- _Description of the task_: Please copy out everything from the line containing "wooden plank, then" down to the end of the material below, requests included, and shift every bounding-box coordinate in the answers up by 68.
:: Input records
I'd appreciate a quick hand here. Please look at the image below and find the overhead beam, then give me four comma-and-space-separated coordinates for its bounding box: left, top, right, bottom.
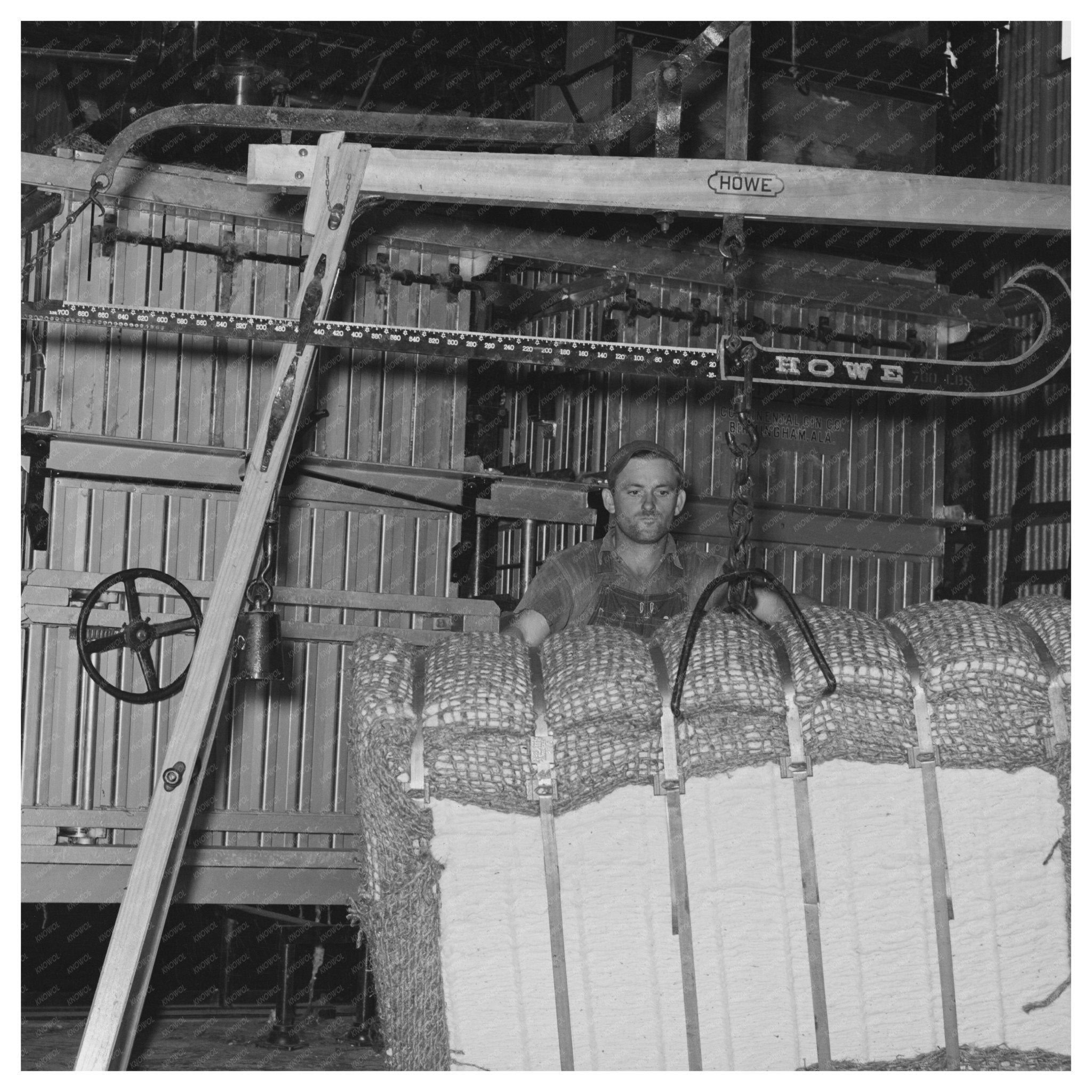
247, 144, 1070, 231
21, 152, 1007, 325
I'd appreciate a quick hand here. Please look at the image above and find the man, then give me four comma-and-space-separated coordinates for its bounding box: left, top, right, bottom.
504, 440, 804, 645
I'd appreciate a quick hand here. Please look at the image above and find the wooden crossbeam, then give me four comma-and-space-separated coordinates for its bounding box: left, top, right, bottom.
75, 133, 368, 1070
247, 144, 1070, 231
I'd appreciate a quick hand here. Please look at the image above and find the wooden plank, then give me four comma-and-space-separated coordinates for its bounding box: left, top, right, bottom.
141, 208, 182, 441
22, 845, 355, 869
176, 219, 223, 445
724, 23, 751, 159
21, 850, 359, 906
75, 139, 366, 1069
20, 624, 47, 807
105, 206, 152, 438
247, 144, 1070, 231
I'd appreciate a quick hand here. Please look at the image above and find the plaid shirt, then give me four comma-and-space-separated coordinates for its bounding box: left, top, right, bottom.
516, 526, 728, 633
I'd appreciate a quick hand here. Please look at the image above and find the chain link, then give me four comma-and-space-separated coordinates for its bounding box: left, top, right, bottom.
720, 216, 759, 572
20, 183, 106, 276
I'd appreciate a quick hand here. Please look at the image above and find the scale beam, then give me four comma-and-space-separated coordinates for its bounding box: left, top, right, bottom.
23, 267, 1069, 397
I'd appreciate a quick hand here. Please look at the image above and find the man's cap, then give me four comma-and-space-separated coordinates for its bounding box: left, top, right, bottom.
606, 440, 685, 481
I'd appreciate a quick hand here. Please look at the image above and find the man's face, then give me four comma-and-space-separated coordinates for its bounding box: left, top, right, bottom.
::::
- _Reply to the task_:
I'd appreciate a quick hand here. Please look at the image above and find the wooden plank, then give me four comma-and-space-separated coordinates for its bounding box: left, top, right, bottom.
209, 276, 250, 509
90, 913, 423, 937
244, 287, 291, 513
792, 91, 819, 227
89, 918, 427, 974
143, 207, 434, 1137
88, 692, 115, 875
173, 274, 220, 506
315, 212, 1138, 299
I'd appreciate a quick hand here. Please look at the image above and find the plaid shirt, then give me four comma-and-space-separated coordinates for its bounding box: left, top, right, bottom.
584, 594, 796, 701
I'd appreciate a quick hand here. Please look at the image above and find the chain link, then give me four comma-and-space-separated coordinates for its bounding box: left, top, right, bottom.
788, 284, 827, 640
88, 251, 174, 344
I'd appreciate a quick hand here. Please look at the image above and find the scale beam, then give me four comma-and-space-separated coordinates for its bounding box: left, top, right, bottom.
91, 335, 1137, 465
I'd appreciate a quick hand here. Please look at the image above and find the man's cap, then give me four comma-and-space-separated coordinates for its bounding box: left, top, right, bottom.
674, 508, 753, 549
I'd appreciate a quick hand here. Please look at the image above and find the man's face, then give me four comma-and-space-separated coordinates for its bounding box: left, top, right, bottom.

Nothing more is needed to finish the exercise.